Extracted records:
====

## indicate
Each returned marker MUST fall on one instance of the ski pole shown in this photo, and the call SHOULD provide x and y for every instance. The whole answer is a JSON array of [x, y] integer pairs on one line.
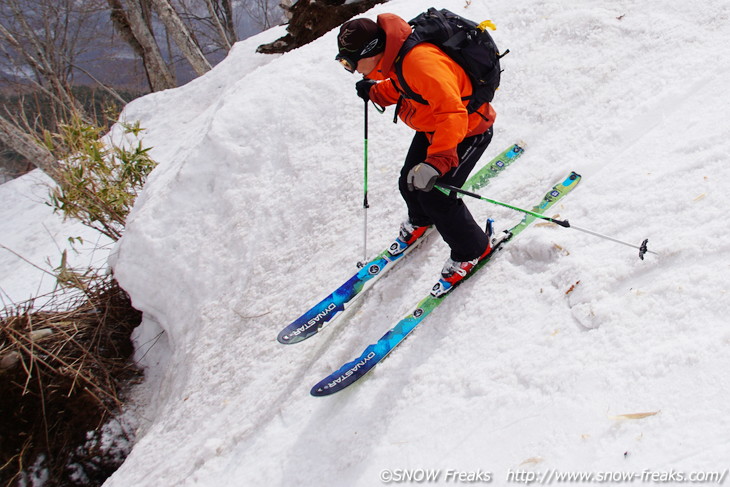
[[563, 223], [365, 204]]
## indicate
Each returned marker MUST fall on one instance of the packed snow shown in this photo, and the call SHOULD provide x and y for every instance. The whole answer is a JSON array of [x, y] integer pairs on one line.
[[567, 354]]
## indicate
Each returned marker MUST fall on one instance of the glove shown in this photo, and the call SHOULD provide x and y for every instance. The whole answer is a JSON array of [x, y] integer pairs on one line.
[[422, 177], [363, 88]]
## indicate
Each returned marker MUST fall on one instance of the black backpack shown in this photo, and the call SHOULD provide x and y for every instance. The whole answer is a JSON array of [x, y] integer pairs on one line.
[[466, 42]]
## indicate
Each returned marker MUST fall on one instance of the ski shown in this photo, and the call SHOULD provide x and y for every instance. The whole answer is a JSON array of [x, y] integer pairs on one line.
[[373, 354], [334, 304]]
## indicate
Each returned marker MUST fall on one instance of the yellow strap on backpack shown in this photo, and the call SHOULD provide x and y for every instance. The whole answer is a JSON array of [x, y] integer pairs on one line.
[[487, 24]]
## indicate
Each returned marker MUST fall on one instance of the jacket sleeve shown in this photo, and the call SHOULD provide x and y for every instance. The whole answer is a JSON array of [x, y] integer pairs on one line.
[[384, 93], [439, 80]]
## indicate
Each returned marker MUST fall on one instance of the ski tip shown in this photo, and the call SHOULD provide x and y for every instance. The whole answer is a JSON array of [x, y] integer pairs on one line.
[[643, 248]]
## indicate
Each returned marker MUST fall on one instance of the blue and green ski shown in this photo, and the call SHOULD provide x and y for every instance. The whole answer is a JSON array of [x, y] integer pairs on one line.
[[334, 304], [373, 354]]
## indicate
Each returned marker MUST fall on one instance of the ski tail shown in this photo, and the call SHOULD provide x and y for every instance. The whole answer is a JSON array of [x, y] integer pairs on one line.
[[352, 371]]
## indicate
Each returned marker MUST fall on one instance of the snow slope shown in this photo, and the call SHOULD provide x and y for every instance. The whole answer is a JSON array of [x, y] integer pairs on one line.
[[33, 239], [536, 365]]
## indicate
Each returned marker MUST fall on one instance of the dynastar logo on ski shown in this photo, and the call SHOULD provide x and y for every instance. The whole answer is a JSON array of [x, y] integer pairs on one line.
[[351, 372], [314, 321], [358, 365], [333, 306]]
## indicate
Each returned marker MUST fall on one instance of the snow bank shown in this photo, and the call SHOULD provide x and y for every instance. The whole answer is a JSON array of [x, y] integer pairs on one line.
[[254, 214]]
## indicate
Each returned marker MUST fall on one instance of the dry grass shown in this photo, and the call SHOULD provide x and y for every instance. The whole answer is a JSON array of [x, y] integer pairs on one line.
[[62, 374]]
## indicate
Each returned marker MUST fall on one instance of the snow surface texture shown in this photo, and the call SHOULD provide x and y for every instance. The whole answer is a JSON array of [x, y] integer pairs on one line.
[[33, 238], [254, 214]]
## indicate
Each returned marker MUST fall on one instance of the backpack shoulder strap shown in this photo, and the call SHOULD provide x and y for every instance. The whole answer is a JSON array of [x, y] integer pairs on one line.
[[401, 84]]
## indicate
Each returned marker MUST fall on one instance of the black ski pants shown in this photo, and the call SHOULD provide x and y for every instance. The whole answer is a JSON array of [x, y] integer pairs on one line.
[[447, 212]]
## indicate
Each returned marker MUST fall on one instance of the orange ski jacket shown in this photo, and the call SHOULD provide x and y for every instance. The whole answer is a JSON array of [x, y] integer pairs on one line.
[[441, 82]]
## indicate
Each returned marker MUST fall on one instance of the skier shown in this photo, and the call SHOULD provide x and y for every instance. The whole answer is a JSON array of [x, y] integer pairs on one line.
[[448, 141]]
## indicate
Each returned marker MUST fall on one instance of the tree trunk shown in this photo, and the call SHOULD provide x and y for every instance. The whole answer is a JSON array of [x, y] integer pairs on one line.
[[130, 21], [180, 33], [310, 19]]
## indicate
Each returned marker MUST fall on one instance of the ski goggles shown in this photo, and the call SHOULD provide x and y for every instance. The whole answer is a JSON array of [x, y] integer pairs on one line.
[[346, 62]]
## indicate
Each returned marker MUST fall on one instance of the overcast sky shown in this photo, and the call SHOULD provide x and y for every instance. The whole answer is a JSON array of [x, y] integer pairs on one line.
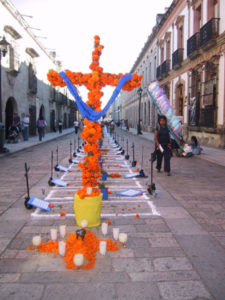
[[69, 25]]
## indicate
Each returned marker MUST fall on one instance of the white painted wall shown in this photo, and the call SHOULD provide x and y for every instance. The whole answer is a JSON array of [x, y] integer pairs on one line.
[[221, 95]]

====

→ **TASK BRIEF**
Reproduce every one of the lines above word for word, omitting the pictures.

→ **THE RESULT**
## indicate
Each returned marker MUST fall on one instance of the ski pole shown in this photo, and the call SHOULD provide x and y for every instance. The whole answer is a JSON array of [x, y] integer pairs on one line.
[[563, 223], [365, 204]]
## indicate
Each returned marker MUST fall on one instance of the packed snow shown in this photo, and the call SHOULD provide x and y for every instance. The whole answer is a JSON array of [x, y] integer pairs on one line.
[[567, 354]]
## indicate
Each returned marker MUST fall on one instance of the glove shown in this photo, and the call SHOULD provide x and y for every instance. The whole answer is a JSON array of [x, y] integer pairs on one line.
[[422, 177], [363, 88]]
## indicate
Each returned marker MUST fall on one instance of the black backpack shown in this photo, and the call SHOULD provide x and y for every instance. The whole answer is a JSON array of [x, y] integer pairs on one line.
[[466, 42]]
## indicate
Each returned marker MUST fall on one instance of the ski shown in this photo, and the call SHOULD provide x and y for every instance. The whole answer is a JSON array of [x, y] integer pairs on one line.
[[373, 354], [334, 304]]
## indicate
Each returned marker MUST fall on one instance of the yellow strap on backpack shown in this photo, and the call SHOULD provide x and y for every instance. The whole answer is a JSON array of [x, y] integer pairs on one line.
[[487, 24]]
## indicate
Each returned marker MUST fall on one instance of the jacket sleeve shown in this photo, and the call SHOULD provide x and y for every instance. The whole answer is a JSON array of [x, y] integer pairs on one line.
[[384, 93], [439, 80]]
## indicate
Each returned marker MUST fall on one instance of the ski tip shown in this photo, and the call SHOULD provide x and y for every instance. The whole answer is a JSON array of [x, y] integer pairs on one line.
[[643, 248]]
## indicate
Each returned marker MUST fall on one instance of the blue and green ski shown in this photo, and the call SHOULD provide x and y for every instance. The whole answer is a JSON array of [x, y] integer pairs on one line.
[[334, 304], [373, 354]]
## indicate
Each returned marker MUST fall on one instance of the ski tail shown in this photo, and the call SHOULD provide x and y for every instance. The whole answer is a JSON array of [x, y] integer pairs on one line.
[[352, 371]]
## indicate
Each returned marker MUST fall on one instance of the snow slope shown in this photo, and the call SHOULD provide x and y for every instance. The whole answer is a JSON array of [x, y] integer pairs on one line.
[[33, 239], [536, 365]]
## indicate
Each returned marker MUST fall on one instance of the dynastar logo on ski shown in this photo, and the call SHOULD provide x and y for every instance. The whole answer is a JSON array of [x, y] integer pairs on one line.
[[351, 372], [314, 321], [358, 365], [333, 306]]
## indicate
Each returned marker MUST fall on one instance of the snow bank shown in this photo, and the call SHOULD provide x and y for every instance. The whole answer is a JSON array of [x, y] integer pairs on one line.
[[254, 214]]
## indicate
Each returned marker MUST fall on one instance of the dry grass shown in this photo, and the call SHOULD provide x and y for every instance. The whole answer is a JSON array of [x, y] integer pairs on one line.
[[62, 374]]
## indicate
Each returned marker MUST fall on one instance of the snow surface texture shown in this photo, and the call SHOULD provide x and y for every instance. The whole answer is a JSON array of [x, y] integer pairs on one line.
[[33, 238], [254, 214]]
## indicate
Each returned marker MUST fall on one instance of the backpack shoulder strap shown in this photo, and the call SHOULD provide x and y for every instance. The whole answer is a JSON array of [x, y] integer pairs on one line.
[[401, 84]]
## indicate
Each returned marker MUST fall on one instance of the black ski pants shown in this photo, and the call SHOULD provide x and y for every instance. The whole answer is a JSON array of [x, y] integer pairs on one line.
[[447, 212]]
## indicate
Each returned marker MUST fall on one instance of the orange ski jacket shown in this photo, and the call SHOULD provide x and y for every instance. The whole answer is a JSON array of [x, y] integer pairs on one line.
[[441, 82]]
## indicate
Each returned marker MUST fall on one instance of the skier shown in this photo, and the call SHOULD provide x and y for every instance. The whole answer is a JSON array of [x, y] integer pairs on one line.
[[448, 141]]
## indicate
Each returned marker MUST fall on one instance of the tree trunk shown in this photo, and the call SHOULD provide x and y for every instance. The whole answer is a JSON array of [x, y] integer pairs on one line.
[[130, 21], [180, 33], [310, 19]]
## indicate
Each returned marker MUST fall on one instance of the ski goggles shown in this photo, and the call SHOULD provide x and y for every instance. The whole answer is a JSON array of [x, y] integer pairs on one line.
[[346, 62]]
## indicate
Each returned marker MUST fall on one instance of the overcast sky shown in this photo, and the call SHOULD provide x and y for every instance. The whole answer is a JSON array of [x, y] integer pairs on one line.
[[69, 25]]
## indicate
Each returned marker MUST fall on one instance of the white painted wall shown in this photo, and the call SHOULD provide x and y for every instance. The whole answer is a JSON array of [x, y] integer pairs on one line.
[[221, 95]]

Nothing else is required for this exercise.